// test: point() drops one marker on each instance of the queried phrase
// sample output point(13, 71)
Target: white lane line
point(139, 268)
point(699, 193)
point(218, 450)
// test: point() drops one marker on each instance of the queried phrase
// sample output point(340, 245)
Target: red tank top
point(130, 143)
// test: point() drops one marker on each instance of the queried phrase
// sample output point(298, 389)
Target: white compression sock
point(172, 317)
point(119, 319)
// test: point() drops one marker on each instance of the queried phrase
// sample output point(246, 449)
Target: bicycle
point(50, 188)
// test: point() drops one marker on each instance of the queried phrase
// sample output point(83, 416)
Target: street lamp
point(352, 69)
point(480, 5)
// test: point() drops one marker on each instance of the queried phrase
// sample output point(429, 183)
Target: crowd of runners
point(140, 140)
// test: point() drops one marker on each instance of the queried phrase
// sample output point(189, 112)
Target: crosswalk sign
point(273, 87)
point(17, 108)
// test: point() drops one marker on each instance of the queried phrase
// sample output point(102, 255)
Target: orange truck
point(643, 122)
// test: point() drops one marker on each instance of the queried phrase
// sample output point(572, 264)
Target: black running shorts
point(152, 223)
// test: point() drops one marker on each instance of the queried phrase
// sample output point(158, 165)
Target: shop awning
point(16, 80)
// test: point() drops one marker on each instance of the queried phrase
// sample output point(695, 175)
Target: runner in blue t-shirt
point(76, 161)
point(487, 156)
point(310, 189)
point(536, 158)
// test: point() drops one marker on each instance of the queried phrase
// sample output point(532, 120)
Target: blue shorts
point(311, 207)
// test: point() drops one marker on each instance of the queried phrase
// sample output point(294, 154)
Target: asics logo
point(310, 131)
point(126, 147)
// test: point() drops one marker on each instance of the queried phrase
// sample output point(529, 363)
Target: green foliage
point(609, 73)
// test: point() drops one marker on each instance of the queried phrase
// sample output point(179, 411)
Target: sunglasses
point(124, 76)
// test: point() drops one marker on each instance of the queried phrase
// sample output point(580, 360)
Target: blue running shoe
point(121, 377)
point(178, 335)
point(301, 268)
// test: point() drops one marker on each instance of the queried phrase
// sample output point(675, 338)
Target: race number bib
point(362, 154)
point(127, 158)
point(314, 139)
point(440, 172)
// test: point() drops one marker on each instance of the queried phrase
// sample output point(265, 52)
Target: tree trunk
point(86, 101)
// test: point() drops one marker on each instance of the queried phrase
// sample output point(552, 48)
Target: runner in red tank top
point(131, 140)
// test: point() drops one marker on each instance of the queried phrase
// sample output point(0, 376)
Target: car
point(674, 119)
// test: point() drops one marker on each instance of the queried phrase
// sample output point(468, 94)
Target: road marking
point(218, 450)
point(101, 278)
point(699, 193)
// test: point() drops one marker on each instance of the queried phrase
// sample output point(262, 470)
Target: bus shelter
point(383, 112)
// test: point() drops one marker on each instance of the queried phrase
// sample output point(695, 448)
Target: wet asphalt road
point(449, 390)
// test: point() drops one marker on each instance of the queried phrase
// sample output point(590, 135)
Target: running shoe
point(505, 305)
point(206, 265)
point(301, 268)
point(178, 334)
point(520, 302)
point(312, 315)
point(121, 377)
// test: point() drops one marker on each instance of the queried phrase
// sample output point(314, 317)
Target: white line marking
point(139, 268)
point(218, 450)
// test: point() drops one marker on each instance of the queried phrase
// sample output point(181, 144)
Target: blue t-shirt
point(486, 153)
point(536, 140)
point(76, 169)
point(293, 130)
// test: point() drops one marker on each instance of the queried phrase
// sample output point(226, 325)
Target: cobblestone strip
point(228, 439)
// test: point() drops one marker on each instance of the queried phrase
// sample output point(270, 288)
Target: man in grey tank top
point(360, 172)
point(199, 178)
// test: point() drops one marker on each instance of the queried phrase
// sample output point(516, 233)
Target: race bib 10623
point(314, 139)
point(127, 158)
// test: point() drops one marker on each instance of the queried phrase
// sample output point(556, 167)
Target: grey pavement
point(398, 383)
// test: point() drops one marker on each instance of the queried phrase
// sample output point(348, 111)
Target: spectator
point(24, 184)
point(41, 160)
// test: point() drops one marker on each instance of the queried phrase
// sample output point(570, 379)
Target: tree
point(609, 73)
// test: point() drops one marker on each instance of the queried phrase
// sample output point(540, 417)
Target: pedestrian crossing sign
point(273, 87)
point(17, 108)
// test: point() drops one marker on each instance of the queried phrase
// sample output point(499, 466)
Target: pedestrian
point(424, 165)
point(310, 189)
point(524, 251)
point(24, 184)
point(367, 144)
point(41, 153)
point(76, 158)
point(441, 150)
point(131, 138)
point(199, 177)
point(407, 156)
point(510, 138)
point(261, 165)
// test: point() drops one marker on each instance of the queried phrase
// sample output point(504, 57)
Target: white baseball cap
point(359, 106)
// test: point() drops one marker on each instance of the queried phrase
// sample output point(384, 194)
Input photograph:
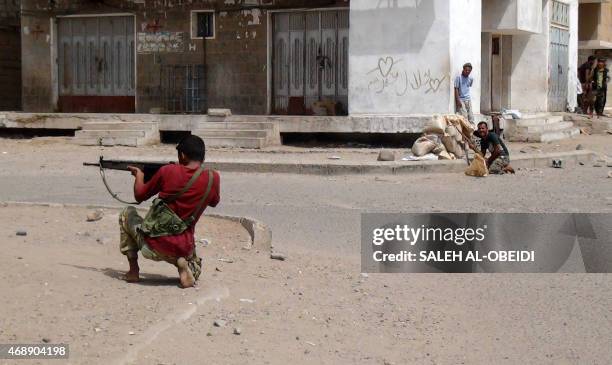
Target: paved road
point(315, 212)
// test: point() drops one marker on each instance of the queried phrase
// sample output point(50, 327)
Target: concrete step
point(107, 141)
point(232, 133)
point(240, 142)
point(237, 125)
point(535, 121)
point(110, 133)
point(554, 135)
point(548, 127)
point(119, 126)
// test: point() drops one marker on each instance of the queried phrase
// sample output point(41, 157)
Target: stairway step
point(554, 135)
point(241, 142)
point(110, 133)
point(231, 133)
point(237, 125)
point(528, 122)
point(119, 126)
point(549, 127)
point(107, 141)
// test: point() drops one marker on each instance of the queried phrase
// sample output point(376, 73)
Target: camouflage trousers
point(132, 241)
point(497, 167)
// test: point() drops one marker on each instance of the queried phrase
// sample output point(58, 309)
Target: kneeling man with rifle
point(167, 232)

★ ★ ★ ★

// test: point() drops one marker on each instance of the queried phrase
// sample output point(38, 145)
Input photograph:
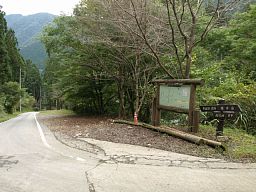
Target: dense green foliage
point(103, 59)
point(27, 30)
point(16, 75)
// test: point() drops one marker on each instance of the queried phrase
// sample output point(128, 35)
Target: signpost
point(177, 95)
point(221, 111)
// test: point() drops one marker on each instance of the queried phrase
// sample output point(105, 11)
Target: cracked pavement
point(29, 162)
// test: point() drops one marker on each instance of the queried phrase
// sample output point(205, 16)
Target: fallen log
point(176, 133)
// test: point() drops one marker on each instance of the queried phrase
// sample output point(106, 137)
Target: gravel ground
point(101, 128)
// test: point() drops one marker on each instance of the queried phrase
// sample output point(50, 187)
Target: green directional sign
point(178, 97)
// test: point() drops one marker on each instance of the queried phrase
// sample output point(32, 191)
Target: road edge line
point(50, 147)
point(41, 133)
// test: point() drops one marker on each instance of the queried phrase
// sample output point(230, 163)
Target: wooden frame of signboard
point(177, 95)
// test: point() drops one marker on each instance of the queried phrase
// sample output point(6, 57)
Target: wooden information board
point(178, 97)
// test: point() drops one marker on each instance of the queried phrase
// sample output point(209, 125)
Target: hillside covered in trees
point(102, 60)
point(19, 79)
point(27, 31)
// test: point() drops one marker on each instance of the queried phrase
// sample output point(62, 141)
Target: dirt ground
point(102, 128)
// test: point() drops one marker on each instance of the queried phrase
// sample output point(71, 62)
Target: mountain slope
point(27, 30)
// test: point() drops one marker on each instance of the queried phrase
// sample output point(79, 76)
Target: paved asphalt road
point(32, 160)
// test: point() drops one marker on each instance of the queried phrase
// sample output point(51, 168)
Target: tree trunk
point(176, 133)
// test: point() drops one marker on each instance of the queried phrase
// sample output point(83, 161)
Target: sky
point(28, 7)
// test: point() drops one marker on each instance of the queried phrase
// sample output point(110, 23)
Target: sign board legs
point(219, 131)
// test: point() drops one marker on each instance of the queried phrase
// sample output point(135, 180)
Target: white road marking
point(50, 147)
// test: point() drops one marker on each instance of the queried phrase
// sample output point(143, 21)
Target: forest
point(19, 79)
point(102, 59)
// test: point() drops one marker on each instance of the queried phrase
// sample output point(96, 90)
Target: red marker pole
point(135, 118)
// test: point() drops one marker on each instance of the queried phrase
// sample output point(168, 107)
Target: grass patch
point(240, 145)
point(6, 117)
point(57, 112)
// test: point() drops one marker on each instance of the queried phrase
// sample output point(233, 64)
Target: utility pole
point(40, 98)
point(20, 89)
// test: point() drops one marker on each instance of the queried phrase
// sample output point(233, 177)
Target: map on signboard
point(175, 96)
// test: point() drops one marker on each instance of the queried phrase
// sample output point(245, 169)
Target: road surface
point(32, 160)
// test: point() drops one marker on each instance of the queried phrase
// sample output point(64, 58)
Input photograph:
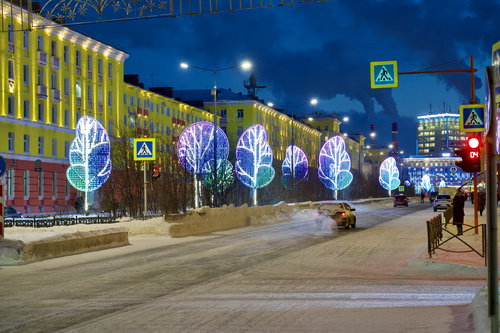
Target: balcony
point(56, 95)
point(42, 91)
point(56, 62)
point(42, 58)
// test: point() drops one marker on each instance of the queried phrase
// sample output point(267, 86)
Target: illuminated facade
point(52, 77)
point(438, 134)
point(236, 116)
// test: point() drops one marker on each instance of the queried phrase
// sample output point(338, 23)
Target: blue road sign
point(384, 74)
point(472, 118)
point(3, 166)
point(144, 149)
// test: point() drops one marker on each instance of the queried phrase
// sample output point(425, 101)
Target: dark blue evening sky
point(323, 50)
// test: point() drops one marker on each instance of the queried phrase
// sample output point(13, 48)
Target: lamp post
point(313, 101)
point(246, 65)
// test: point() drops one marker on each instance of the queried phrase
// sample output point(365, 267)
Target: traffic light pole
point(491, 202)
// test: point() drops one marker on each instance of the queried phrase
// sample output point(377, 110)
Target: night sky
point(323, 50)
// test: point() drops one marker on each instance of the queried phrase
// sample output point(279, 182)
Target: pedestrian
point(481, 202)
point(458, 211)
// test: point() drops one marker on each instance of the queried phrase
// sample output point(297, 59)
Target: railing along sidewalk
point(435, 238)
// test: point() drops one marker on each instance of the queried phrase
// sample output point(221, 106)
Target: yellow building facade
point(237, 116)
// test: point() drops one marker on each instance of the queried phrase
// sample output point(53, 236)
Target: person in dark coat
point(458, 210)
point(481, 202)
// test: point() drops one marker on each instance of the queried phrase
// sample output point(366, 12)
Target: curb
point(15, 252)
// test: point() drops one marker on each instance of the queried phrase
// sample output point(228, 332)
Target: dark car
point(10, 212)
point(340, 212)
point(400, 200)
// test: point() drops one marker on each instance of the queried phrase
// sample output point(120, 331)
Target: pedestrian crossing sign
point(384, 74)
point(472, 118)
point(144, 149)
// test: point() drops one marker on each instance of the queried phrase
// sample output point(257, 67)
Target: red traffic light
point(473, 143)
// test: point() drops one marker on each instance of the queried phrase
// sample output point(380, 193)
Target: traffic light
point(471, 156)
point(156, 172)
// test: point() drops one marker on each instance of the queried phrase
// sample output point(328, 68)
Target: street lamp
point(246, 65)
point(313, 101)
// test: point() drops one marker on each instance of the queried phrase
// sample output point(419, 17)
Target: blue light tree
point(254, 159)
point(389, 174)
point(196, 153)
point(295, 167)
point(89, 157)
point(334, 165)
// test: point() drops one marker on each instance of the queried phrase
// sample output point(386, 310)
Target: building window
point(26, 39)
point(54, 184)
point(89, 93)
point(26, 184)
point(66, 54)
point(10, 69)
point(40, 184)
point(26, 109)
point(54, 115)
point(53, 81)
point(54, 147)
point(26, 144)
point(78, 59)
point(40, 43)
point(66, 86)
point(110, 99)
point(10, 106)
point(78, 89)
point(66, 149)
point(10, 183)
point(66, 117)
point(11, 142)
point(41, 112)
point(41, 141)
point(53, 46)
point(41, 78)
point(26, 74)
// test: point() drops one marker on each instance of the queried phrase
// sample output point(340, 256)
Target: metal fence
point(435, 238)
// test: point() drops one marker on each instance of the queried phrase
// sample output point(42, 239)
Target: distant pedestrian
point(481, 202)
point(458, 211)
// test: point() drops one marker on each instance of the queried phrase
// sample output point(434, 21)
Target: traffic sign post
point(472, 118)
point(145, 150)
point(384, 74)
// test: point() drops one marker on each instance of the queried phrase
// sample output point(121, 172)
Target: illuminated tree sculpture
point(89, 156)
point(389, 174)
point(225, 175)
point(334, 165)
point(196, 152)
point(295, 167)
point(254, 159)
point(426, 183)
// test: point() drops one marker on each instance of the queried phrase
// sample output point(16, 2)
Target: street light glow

★ ★ ★ ★

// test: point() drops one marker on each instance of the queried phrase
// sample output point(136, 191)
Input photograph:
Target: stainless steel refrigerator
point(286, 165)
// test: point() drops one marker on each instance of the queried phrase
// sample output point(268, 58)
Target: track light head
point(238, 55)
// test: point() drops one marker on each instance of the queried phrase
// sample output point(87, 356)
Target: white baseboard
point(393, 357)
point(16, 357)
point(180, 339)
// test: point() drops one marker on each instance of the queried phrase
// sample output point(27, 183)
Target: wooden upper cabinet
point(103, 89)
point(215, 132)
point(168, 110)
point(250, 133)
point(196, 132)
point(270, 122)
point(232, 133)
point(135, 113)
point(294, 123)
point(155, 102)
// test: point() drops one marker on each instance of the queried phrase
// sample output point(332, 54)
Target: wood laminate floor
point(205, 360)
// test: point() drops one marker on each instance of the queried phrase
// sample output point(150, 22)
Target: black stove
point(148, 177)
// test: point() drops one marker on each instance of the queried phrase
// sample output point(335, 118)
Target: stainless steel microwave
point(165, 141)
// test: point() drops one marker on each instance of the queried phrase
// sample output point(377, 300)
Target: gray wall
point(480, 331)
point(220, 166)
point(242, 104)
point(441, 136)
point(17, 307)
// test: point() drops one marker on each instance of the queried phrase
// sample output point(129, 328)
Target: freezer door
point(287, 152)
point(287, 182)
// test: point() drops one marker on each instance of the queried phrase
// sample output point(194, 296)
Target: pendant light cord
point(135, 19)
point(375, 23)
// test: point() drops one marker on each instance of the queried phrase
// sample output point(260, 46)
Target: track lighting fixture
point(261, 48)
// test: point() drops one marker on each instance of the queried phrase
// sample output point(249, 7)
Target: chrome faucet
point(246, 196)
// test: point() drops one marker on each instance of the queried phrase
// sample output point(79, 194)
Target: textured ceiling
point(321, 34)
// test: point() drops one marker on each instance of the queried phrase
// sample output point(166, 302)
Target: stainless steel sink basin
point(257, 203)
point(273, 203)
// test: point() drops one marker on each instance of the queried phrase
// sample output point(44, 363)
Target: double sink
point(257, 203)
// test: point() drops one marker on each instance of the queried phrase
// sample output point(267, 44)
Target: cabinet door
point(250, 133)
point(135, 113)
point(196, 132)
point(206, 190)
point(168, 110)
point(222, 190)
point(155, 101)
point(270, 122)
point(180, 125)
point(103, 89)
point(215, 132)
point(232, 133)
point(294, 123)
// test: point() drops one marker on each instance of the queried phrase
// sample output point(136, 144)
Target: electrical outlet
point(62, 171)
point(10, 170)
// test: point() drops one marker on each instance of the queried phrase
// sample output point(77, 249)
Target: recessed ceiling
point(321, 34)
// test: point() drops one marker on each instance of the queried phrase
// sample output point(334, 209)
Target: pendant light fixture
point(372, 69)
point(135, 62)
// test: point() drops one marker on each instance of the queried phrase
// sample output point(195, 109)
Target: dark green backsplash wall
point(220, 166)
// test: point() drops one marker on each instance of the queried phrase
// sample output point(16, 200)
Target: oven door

★ ★ ★ ★

### Task prompt
Find each line in the data above that contains the word "ceiling" and copy those lines.

### The reply
Target: textured ceiling
Target: recessed ceiling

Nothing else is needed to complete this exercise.